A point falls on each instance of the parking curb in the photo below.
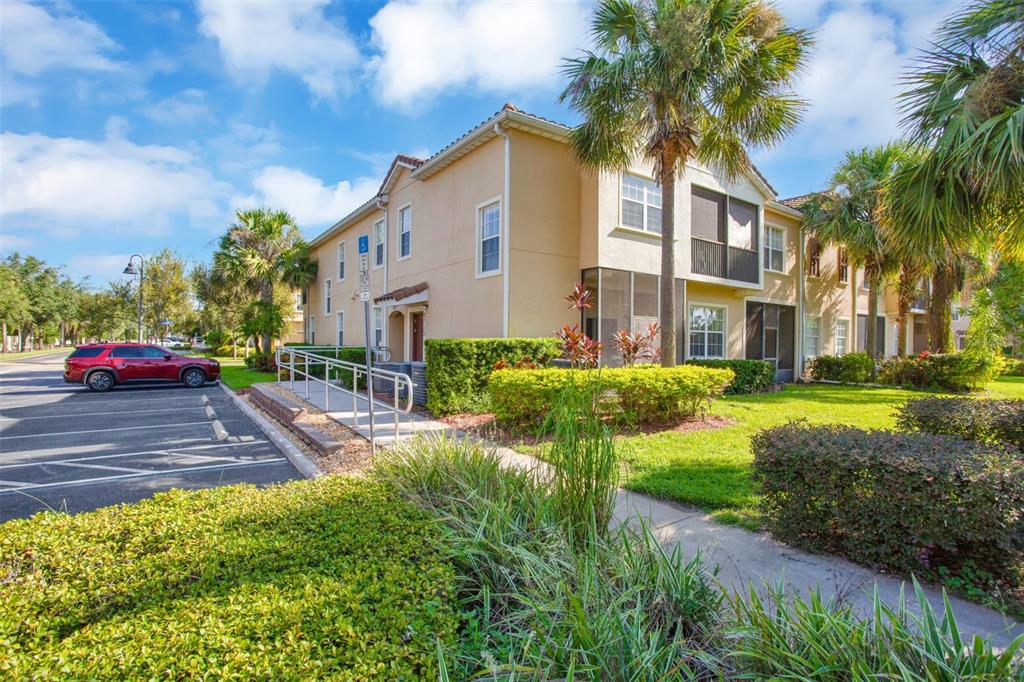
(298, 459)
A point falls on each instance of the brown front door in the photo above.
(417, 337)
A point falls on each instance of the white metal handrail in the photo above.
(310, 357)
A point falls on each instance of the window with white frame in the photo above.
(774, 249)
(378, 327)
(707, 331)
(641, 204)
(379, 244)
(842, 336)
(488, 221)
(812, 336)
(406, 231)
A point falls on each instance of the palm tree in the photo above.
(262, 250)
(965, 102)
(851, 213)
(675, 81)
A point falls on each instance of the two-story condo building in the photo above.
(486, 237)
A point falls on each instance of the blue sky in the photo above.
(130, 126)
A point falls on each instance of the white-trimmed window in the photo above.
(774, 249)
(842, 337)
(812, 336)
(404, 231)
(641, 204)
(707, 331)
(379, 244)
(488, 231)
(378, 327)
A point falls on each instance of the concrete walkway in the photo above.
(742, 557)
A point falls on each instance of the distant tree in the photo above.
(262, 250)
(678, 81)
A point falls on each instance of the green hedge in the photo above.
(752, 376)
(851, 368)
(458, 369)
(636, 395)
(905, 501)
(328, 579)
(996, 421)
(951, 372)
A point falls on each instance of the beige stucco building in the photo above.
(486, 237)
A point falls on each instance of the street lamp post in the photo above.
(130, 269)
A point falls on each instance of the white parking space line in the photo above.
(185, 450)
(165, 472)
(122, 428)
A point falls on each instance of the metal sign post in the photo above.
(365, 297)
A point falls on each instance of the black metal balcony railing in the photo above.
(717, 260)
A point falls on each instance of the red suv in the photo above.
(100, 366)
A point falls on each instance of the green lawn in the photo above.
(711, 469)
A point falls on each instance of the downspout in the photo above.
(506, 251)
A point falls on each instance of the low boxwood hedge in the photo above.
(905, 501)
(331, 579)
(458, 369)
(752, 376)
(635, 395)
(996, 421)
(951, 372)
(851, 368)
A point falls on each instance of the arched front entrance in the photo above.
(396, 336)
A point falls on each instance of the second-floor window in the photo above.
(641, 204)
(489, 230)
(378, 244)
(774, 249)
(406, 231)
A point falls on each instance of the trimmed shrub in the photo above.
(752, 376)
(328, 579)
(996, 421)
(458, 369)
(851, 368)
(905, 501)
(632, 395)
(952, 372)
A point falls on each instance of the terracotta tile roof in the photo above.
(399, 294)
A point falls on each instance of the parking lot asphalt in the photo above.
(66, 448)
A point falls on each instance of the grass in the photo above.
(710, 468)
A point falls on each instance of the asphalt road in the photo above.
(66, 448)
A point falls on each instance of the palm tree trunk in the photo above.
(871, 333)
(939, 314)
(668, 281)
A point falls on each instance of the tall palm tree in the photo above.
(675, 81)
(965, 102)
(262, 250)
(851, 213)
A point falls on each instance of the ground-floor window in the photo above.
(812, 336)
(707, 331)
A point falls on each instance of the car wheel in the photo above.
(194, 378)
(100, 381)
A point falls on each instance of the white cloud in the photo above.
(256, 38)
(307, 198)
(183, 108)
(426, 47)
(64, 184)
(35, 41)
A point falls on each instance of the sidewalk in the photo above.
(742, 557)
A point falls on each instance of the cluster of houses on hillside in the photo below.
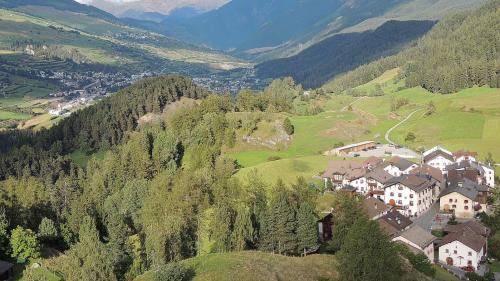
(405, 198)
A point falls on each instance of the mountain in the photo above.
(138, 8)
(343, 52)
(262, 30)
(461, 51)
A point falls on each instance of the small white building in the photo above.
(397, 166)
(438, 157)
(465, 245)
(418, 240)
(412, 195)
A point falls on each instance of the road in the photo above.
(397, 125)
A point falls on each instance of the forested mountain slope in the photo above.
(459, 52)
(343, 52)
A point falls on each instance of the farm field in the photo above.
(478, 110)
(252, 266)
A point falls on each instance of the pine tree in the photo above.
(367, 254)
(284, 217)
(307, 230)
(243, 233)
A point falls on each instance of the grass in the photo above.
(468, 120)
(7, 115)
(443, 275)
(258, 266)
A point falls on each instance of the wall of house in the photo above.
(489, 176)
(460, 254)
(413, 203)
(463, 206)
(439, 162)
(428, 250)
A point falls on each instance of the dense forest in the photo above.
(343, 52)
(163, 191)
(459, 52)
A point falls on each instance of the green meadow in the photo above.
(467, 120)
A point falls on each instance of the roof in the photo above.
(437, 153)
(467, 188)
(472, 225)
(380, 175)
(463, 153)
(350, 169)
(416, 183)
(374, 207)
(5, 266)
(467, 237)
(418, 236)
(400, 163)
(427, 170)
(396, 220)
(465, 165)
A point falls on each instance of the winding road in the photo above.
(399, 124)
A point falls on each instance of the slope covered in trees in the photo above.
(340, 53)
(459, 52)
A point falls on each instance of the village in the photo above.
(432, 206)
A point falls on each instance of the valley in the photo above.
(345, 140)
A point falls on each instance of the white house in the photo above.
(464, 245)
(462, 155)
(397, 166)
(438, 157)
(411, 194)
(489, 175)
(418, 240)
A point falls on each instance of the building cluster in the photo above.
(397, 192)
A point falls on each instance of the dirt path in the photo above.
(399, 124)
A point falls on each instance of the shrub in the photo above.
(173, 272)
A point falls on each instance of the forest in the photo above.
(163, 191)
(459, 52)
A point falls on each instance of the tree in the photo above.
(307, 229)
(347, 210)
(283, 215)
(4, 235)
(47, 230)
(173, 272)
(243, 233)
(431, 109)
(367, 254)
(24, 244)
(288, 127)
(410, 137)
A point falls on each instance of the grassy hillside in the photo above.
(259, 266)
(467, 119)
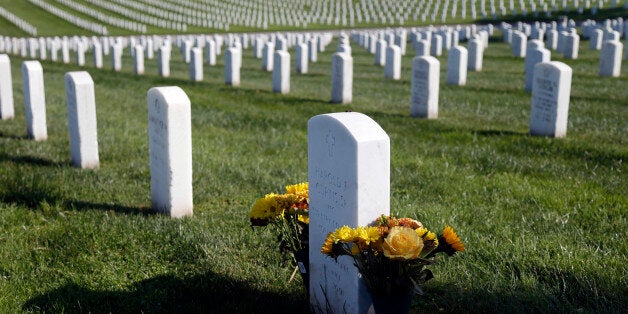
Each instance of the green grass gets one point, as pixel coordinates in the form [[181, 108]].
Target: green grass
[[50, 25], [543, 219]]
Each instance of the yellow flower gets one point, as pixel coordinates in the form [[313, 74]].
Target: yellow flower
[[328, 245], [371, 234], [402, 243], [304, 218], [300, 189], [345, 234], [421, 231], [265, 208], [452, 239]]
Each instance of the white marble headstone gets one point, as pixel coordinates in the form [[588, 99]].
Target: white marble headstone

━━━━━━━━

## PROBLEM REQUIREMENTS
Among the lines of the data, identify those with the word "headstone". Copy each of them.

## RESPONSE AREA
Each instance of the white marble headstone gets one point, as pixel coordinates in the form [[588, 99]].
Target: white marble headstone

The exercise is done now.